[EXERCISE TEXT]:
◇ ◇ ◇ ◇ ◇
Yardley also contains a moated medieval site called "Kent's Moat". Now dry, it has retained its depth and shape remarkably well considering its age, as excavations have shown evidence of inhabitation from as early as the 12th century.

Yardley has a Tudor hall called Blakesley Hall and an old church, St Edburgha's, that dates back to the 13th century, with the church tower and spire dating to the 15th century. It was not established by the abbey, but by Aston Church in the Diocese of Lichfield. A Tudor addition to the church is a doorway surrounded by Tudor roses and a pomegranate, commemorating the marriage of Prince Arthur, Prince of Wales, to Catherine of Aragon.

Yardley had a manor that was owned by various lords. It remained unoccupied from 1700 onwards. It was owned by the Royal Family until 1626, when it was bought by Richard Grevis of Moseley Hall. His descendants sold it in 1759 to pay off debts. John Taylor, one of the founders of Lloyds Bank, bought the lordship in 1766. Most of the land, had by then, been purchased by other people so Taylor owned only a small portion of the original grounds.

In 1911 the civil parish had a population of 59,165. On 1 April 1912 the parish was abolished and merged with Birmingham.

===Yardley Rural District===

| Worcestershire | 1831 | 1901 |
|---|---|---|
| Broadway | 1,517 | 1,414 |
| Pershore | 5,275 | 4,825 |
| Yardley | 2,488 | 33,946 |

Yardley Rural District was a local government administrative district formed from the parish of Yardley, historically part of Worcestershire under the Local Government Act 1894. The Rural District included the wards of Yardley Wood. Yardley Council House was originally erected to house the Rural District Council (Yardley RDC).

By 1911 Yardley was a residential suburb of Birmingham and was annexed to Birmingham and Warwickshire under the 1911 Greater Birmingham Act. Birmingham's Worcestershire heritage can be seen at Acocks Green police station where the building is decorated with a "three pears" motif from the Worcestershire coat of arms.

A small section of Yardley, called Old Yardley, was granted conservation area status in 1969, becoming Birmingham's first conservation area.

In 1981, an Arcon V prefab home on Moat Lane was dismantled and transported to Avoncroft Museum of Historic Buildings.

==Education==

Yardley has five main primary schools. These are Yardley, Blakesley Hall, Lyndon Green, Oasis Academy Hobmoor and St. Bernedettes. It also has two main secondary schools, which are Cockshut Hill School and King Edward VI Sheldon Heath Academy.

Hobmoor Primary School moved to new premises in Summer 2007. The former building has been demolished and the site remains vacant to be redeveloped.

==Transport==
Yardley's nearest railway station is Stechford railway station. It is served by National Express West MidlandsDiamond Bus.

The area used to be well-served by horse-buses and then by steam buses. Electric trams were then introduced and they travelled across a new bridge at the River Cole to the Swan.
◇ ◇ ◇ ◇ ◇
[CHECK YOUR UNDERSTANDING]:
A - State whether each statement agrees with the passage on Yardley, answering yes or no and quoting the words that decide it: (i) St Edburgha's church was established by the abbey; (ii) Old Yardley became Birmingham's first conservation area; (iii) John Taylor bought the lordship in 1759.
B - List every school that the passage on Yardley names as one of Yardley's main primary schools.

[Excerpts from a dataset]:
◇ ◇ ◇ ◇ ◇
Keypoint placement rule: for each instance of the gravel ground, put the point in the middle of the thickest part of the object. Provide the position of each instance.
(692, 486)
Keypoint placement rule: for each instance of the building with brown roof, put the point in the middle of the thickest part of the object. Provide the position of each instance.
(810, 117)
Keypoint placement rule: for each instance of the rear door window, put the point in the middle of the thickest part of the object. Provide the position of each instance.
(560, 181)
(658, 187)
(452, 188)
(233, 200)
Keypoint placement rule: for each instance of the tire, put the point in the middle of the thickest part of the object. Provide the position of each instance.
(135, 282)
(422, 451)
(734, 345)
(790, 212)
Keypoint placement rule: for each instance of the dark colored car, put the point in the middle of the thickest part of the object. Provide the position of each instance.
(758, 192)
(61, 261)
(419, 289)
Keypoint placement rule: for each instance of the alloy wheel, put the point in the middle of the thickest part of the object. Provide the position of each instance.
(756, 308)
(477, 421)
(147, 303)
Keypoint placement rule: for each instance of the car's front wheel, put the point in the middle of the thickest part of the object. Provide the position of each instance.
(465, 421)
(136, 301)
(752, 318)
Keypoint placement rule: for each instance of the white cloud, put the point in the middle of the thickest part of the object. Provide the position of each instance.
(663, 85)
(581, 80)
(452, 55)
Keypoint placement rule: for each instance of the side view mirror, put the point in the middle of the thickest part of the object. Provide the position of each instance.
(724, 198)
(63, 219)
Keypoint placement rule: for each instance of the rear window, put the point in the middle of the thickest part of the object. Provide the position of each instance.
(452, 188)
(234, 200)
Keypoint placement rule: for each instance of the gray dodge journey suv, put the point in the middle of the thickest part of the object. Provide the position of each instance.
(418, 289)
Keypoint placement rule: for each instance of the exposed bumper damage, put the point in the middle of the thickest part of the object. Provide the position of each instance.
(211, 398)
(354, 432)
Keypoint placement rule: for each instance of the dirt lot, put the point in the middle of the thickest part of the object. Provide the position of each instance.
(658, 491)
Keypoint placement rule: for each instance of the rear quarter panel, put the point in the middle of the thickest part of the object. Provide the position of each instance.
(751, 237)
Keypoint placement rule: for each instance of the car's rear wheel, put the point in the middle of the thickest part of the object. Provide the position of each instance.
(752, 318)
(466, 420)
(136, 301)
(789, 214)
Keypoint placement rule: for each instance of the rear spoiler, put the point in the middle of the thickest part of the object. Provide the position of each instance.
◇ ◇ ◇ ◇ ◇
[TASK SOLUTIONS]:
A -
(i) No: "It was not established by the abbey, but by Aston Church in the Diocese of Lichfield."
(ii) Yes: "becoming Birmingham's first conservation area."
(iii) No: "John Taylor, one of the founders of Lloyds Bank, bought the lordship in 1766."

B - Yardley, Blakesley Hall, Lyndon Green, Oasis Academy Hobmoor, St. Bernedettes